Exercises —
• a. Set down the passage of the news report on prescription pill dealing in Western North Carolina starting with "That is a transcription" and going on through "a thousand pills.", word for word.
• b. Take the news report on prescription pill dealing around Waynesville further, picking up after its last sentence.

Document section —
++++++++

Thieves are breaking into medicine cabinets and even committing medicaid fraud to sell pain pills to dealers on the streets of Western North Carolina. 

"45 in one bottle, 45 in another, but the last month they cheated him so I always count em."

That is a transcription of an undercover Waynesville officer talking with a prescription pill dealer getting ready to sell him pills.

"You've got percocet, vicodin, fentanyl patches," said Detective Tyler Trantham with Waynesville police department.

Detective Trantham has worked hundreds of drug cases but in recent years has focused his energies on trying to knock down the illegal prescription pill epidemic around Waynesville.

"They're being handed out on the street like candy," said Trantham.

In 2010 and 2011 Trantham said prescription dealers would take marathon drives down to Florida to stock up at pill mills and return here to the mountains with large quantities of prescription pills to sell, said Trantham. 200,300, 400 sometimes a thousand pills.

39-year-old Jerry Cooper from Florida came to Waynesville to set up his pill operation at a local hotel.

"He said this was a huge community and market area for him," said Trantham. "He knew he could come here and make money."

"Florida has since cracked down on their pill mill epidemic, but drugs in the mountains remain in ready supply," said Trantham. The detective said he knows patients locally regularly commit Medicaid fraud. Trantham said using their $3 or $4 co-pay to get prescriptions filled and illegally sell the pills to dealers.

"They turn around and they're making 5,6,7 maybe a thousand dollars off of it, they're supplementing their income on that one prescription that they have," said Trantham.

The detective showed New 13 more than ten mug shots of men and women arrested around Waynesville for illegally selling prescription pills since 2010. But the case involving mom Heather Lacey ended with the death of her 3-year-old daughter Adriana.

++++++++

[Point-per-instance localization data]
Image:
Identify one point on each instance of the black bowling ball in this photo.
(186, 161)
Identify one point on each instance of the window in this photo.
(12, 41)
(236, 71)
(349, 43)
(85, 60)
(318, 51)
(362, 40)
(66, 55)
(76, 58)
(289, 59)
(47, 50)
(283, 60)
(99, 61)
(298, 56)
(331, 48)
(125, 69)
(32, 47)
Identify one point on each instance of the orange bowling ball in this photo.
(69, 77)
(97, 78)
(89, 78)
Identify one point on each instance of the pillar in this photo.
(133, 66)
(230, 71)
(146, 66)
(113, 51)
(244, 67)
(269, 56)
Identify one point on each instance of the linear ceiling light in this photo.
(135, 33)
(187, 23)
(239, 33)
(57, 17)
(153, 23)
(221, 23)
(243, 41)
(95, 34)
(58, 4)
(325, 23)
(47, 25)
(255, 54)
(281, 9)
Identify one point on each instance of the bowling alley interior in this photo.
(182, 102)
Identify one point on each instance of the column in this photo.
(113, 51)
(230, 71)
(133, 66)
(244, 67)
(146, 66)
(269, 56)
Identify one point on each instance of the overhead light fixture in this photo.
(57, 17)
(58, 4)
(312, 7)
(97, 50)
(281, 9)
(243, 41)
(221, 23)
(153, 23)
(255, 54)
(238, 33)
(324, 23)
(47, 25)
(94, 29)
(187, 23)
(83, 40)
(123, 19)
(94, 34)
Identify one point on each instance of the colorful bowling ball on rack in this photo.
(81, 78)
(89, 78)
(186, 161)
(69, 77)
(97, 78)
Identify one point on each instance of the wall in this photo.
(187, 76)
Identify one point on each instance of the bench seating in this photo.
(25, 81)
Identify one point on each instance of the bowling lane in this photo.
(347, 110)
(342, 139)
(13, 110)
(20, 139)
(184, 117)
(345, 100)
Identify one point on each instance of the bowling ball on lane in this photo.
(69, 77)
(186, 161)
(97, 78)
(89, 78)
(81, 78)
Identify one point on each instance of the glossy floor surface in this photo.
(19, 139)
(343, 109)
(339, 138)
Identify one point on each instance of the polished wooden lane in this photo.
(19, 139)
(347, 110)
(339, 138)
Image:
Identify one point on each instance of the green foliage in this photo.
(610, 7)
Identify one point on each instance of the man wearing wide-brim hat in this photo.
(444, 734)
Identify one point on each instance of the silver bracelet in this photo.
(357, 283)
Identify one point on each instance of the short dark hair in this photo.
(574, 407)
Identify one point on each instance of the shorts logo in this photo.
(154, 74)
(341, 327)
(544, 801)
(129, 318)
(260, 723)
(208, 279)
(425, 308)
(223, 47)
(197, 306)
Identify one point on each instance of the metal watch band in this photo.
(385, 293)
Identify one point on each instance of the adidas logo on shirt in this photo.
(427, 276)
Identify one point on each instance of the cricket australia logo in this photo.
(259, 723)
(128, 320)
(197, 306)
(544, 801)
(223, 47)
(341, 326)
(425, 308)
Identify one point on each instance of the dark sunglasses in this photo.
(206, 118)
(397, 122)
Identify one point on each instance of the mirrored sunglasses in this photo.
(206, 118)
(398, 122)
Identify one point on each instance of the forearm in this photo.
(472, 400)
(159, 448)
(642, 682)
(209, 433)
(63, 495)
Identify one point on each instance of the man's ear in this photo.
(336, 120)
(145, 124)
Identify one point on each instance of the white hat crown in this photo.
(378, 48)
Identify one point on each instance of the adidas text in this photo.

++++++++

Activity answers —
• a.
That is a transcription of an undercover Waynesville officer talking with a prescription pill dealer getting ready to sell him pills.

"You've got percocet, vicodin, fentanyl patches," said Detective Tyler Trantham with Waynesville police department.

Detective Trantham has worked hundreds of drug cases but in recent years has focused his energies on trying to knock down the illegal prescription pill epidemic around Waynesville.

"They're being handed out on the street like candy," said Trantham.

In 2010 and 2011 Trantham said prescription dealers would take marathon drives down to Florida to stock up at pill mills and return here to the mountains with large quantities of prescription pills to sell, said Trantham. 200,300, 400 sometimes a thousand pills.

• b.
"We received a 911 call early in the morning," said Bill Hollingsed, Waynesvilles police chief. "There were numerous people in the house who were in different states of inebriation. The little girl was non-responsive on the floor."

Adriana died from an overdose.

"It was revealed the mother had been using opiate drugs as a means to put the little girl to sleep so she could party with her friends," said Chief Hollingsed.

Lacey pled guilty to involuntary manslaughter for her daughter's death. She served 18 months in jail.

Chief Hollingsed keeps a photo of Adrianna on his desk. Everyone on the force in Waynesville seems to remember the case.

"There's a picture I have of her with angel wings and that's the picture I like to remember, not the autopsy pictures", said Hollingsed.

"We've become very passionate to try and educate the public, to educate the community to try to stop prescription drug abuse and addiction that occurs from overuse of these drugs," said Hollinsed.

North Carolina has a prescription reporting system where doctors can see if patients are pill shopping. But Chief Hollingsed said just one third of doctors are registered.

Unfortunately, they say the numbers are closer to 4% or 5% of doctors and prescribers that actually use that database on a regular basis.

"It's available but its not being utilized," said Detective Trantham. "It's not mandatory for them to."

The chief says there's no question more must be done by North Carolina Legislators.

"When you see victim after victim, and talk to family members," said Chief Hollingsed. "You see children involved and addicts giving birth to babies that are addicted to opiates, you just can't come into work and not try to make a difference."